SOURCE TEXT >>

Cryptocurrency taxation and compliance in Armenia

Cryptocurrency in Armenia: Navigating the Digital Financial Landscape

In this article:

Armenia adopted a comprehensive Law on Crypto-Assets (HO-159-N) on 29 May 2025, effective 4 July 2025, creating one of the region’s most structured regulatory frameworks for digital assets. Modeled on the EU’s MiCA regulation, the law establishes licensing requirements for crypto-asset service providers (CASPs), defines tax treatment for individuals and businesses, and integrates crypto activities into the country’s AML/CFT regime. The Central Bank of Armenia (CBA) issued its full implementing package — Regulations 7/01 through 7/05 — effective 31 January 2026.

This guide covers everything you need to know about cryptocurrency taxation, licensing, and compliance in Armenia as of April 2026, with all facts sourced from primary legislation and CBA regulations.

At a glance

Core statute Law on Crypto-Assets (HO-159-N), adopted 29.05.2025
Regulator Central Bank of Armenia (CBA)
Individual crypto gains 0% tax on standard crypto-asset trading
Mining & staking rewards 1% income tax on alienation
NFT alienation 1% income tax
Corporate crypto profits 18% profit tax
VAT on crypto alienation Exempt (Art. 64)
Exchange license capital AMD 70,000,000 (~$182K)
Transition deadline Full CBA licensing by 31.01.2027
Crypto as legal tender No — payment with crypto is prohibited

Armenia’s crypto-asset legal framework

The Law on Crypto-Assets defines a “crypto-asset” as property with inherent value or rights-certifying capabilities that can be transferred and stored exclusively through decentralized ledger technology. The definition covers utility tokens, payment tokens, and asset-referenced tokens, while explicitly excluding tokens that qualify as securities, derivatives, fund shares, or bank deposits under existing financial law.

RECORDED DATA >>

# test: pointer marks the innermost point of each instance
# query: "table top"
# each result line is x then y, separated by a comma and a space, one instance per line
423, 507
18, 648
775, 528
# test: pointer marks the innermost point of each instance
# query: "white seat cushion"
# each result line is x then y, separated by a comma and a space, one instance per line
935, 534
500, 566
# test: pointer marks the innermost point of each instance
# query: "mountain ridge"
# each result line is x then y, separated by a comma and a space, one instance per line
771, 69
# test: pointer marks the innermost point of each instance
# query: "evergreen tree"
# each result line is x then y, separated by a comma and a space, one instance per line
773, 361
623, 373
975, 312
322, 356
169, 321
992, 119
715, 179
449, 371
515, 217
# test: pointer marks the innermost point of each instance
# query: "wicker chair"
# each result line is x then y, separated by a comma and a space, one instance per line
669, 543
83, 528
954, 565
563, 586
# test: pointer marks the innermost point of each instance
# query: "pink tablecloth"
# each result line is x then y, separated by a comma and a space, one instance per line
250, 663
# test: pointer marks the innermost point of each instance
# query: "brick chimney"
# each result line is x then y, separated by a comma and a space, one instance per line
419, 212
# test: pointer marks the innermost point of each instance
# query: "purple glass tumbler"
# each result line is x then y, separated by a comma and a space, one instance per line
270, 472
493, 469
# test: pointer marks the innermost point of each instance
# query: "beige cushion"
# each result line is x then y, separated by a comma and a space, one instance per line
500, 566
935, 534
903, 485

--

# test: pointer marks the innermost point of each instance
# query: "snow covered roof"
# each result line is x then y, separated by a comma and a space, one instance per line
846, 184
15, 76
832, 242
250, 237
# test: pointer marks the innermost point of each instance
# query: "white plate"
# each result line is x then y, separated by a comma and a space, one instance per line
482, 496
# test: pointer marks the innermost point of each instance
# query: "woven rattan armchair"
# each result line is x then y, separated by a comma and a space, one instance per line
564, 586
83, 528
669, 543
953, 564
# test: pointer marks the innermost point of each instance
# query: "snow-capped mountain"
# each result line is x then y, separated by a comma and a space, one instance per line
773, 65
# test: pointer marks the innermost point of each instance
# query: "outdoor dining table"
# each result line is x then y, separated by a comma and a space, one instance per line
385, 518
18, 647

==

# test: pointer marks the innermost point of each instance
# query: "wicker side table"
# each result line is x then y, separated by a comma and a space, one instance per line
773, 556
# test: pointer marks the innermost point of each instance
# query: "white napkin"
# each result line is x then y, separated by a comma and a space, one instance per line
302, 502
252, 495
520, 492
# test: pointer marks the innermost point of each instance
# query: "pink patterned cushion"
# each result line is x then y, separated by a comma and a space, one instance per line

TASKS TO COMPLETE >>
**A.** Transcribe everything in the Armenian crypto tax guide from "This guide covers" down to "Regulator Central Bank of Armenia (CBA)".
**B.** In the Armenian crypto tax guide, on what date did the Central Bank of Armenia's implementing regulations take effect?
**C.** Continue the Armenian crypto tax guide from its final sentence.

RESPONSES BY TASK >>
**A.**
This guide covers everything you need to know about cryptocurrency taxation, licensing, and compliance in Armenia as of April 2026, with all facts sourced from primary legislation and CBA regulations.

At a glance

Core statute Law on Crypto-Assets (HO-159-N), adopted 29.05.2025
Regulator Central Bank of Armenia (CBA)

**B.** 31 January 2026

**C.**
The CBA is the sole supervisory authority. Any entity providing crypto-asset services in Armenia must be organized as an LLC or JSC and licensed by the CBA. Regulated services include operating a trading platform, custody, own-account dealing, client-account dealing, order reception and transmission, placement, portfolio management, advice, and transfer.

Commercial banks cannot provide crypto-asset services directly — they must establish, capitalize, and separately license an independent legal entity. Legacy operators active as of 4 July 2025 may continue during a grandfathering period but must achieve full CBA licensing by 31 January 2027. As of April 2026, 12 entities appear on the CBA’s published transitional list, including Coin Exchange, Skylabs Technologies, Bitcoin.am, Payin, and Bncex. No major international exchanges (Binance, Bybit) are registered.

How cryptocurrency is taxed in Armenia

Armenia’s Tax Code was amended on 29 May 2025 (HO-175-N) to create a clear, tiered tax regime for crypto-assets. The rates depend on who is trading and what type of asset is involved.

Individual retail trading — 0% capital gains

Non-entrepreneurial individuals pay no tax on gains from standard crypto-asset trading. Armenia’s territorial tax system also means that foreign-exchange activity by expats is generally not treated as Armenian-source income. This makes Armenia one of the most favorable jurisdictions in the region for individual crypto investors.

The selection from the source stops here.